▸ **GOAL**: Retype each of the entries below line for line, with no changes, and omit the images from your copy.

§

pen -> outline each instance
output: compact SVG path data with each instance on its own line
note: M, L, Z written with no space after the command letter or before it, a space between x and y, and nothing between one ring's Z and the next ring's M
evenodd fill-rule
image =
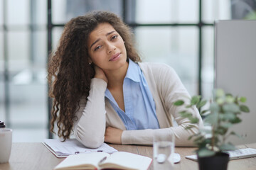
M99 164L102 163L105 160L106 160L106 159L107 159L107 157L105 157L104 158L102 158L102 159L101 159L101 160L100 161Z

§

▸ **CORRECT ANSWER**:
pen -> outline each instance
output: compact SVG path data with each instance on its own line
note: M, L, Z written with no space after the command letter or before it, a space between x and y, and nothing between one ring's Z and the next ring's M
evenodd fill-rule
image =
M99 164L102 163L105 160L106 160L106 159L107 159L107 157L105 157L104 158L102 158L102 159L101 159L101 160L100 161Z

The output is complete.